*** Extract provided ***

The former Santander branch in Harpenden remains empty.

The former Santander branch in Harpenden remains empty. - Credit: Matt Adams

Harpenden councillor Mary Maynard said: "This planning application will be assessed by St Albans district council in terms of planning law, not the historic use of the space as a bank. National planning rules encourage vibrant High Streets with a mix of retail businesses and residential.

"This application will increase the number of retail businesses and offer much needed homes. It seems likely that Barclays will not extend their lease in the current space, it is too big. That is a matter for the bank and its customers.

"It may be that a smaller space will better suit their needs and we will continue to have a branch in town. Harpenden is not a bubble, we are impacted by social and commercial trends, just like every other town in the country.

"High Street banking has changed dramatically in the last six years, changes that have been turbocharged by Covid. Between January 2015 and March 2020 a third of High Street bank branches closed, and those closures are likely to escalate, driven by the move to internet banking and a cashless society

"A concern has always been that older and vulnerable people will struggle to get access to cash and advice as banks and indeed most other services become virtual. This will need to be monitored in our community, as we cannot allow people to fall behind in this way."

*** End of Extract provided ***
*** Extracted entries ***

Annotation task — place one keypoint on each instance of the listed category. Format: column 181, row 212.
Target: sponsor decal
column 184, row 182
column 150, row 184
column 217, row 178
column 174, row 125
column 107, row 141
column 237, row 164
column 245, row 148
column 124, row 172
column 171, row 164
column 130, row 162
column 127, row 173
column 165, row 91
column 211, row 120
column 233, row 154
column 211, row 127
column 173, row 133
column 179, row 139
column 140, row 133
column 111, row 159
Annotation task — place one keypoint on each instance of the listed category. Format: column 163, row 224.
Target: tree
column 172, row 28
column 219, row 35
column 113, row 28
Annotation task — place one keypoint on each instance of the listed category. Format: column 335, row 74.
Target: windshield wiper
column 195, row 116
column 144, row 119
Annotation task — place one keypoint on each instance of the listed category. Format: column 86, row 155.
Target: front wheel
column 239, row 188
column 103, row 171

*** End of Extracted entries ***
*** Extracted entries ***

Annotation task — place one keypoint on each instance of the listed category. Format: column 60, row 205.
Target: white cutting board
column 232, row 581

*** End of Extracted entries ***
*** Extracted entries ***

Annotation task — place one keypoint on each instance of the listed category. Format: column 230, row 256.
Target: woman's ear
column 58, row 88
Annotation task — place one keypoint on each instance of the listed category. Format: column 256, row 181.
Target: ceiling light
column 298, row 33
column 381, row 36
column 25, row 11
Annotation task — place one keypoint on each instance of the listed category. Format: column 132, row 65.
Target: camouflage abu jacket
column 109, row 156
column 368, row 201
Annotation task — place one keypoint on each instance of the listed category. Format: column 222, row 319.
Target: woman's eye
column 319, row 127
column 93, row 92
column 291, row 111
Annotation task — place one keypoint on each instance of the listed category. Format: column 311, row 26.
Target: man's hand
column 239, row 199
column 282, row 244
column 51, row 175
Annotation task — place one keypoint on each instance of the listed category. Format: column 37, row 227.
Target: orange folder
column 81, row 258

*** End of Extracted entries ***

## Assigned task 1
Check each statement against the text on the former Santander branch in Harpenden. For each, answer yes or no and quote the exact words of the text that decide it.
(a) Half of High Street bank branches closed between January 2015 and March 2020.
(b) Mary Maynard says the planning application will be assessed under planning law rather than by the space's past use as a bank.
(c) Mary Maynard expects Barclays to extend its lease in the current space.
## Assigned task 2
List every company or public body named in the text on the former Santander branch in Harpenden.
## Assigned task 3
Carry on the text about the former Santander branch in Harpenden from its final sentence.

## Exercise output 1
(a) No: "Between January 2015 and March 2020 a third of High Street bank branches closed"
(b) Yes: "This planning application will be assessed by St Albans district council in terms of planning law, not the historic use of the space as a bank."
(c) No: "It seems likely that Barclays will not extend their lease in the current space, it is too big."

## Exercise output 2
Santander, St Albans district council, Barclays

## Exercise output 3
A spokesperson for the Harpenden Society added: "The recent closures of Santander and Halifax and the potential curtailment of services at Barclays and Lloyds are bound to have a negative impact on High Street footfall.

"The closure of the Post Office in Station Road two years ago and the subsequent loss of footfall was a prime example of a banking closure. It left many retailers with significantly reduced trade.

"As longstanding supporters of a thriving High Street the Harpenden Society hopes that the banks will work together to create a joint banking service on the High Street to ensure that residents are not left ‘bankless’."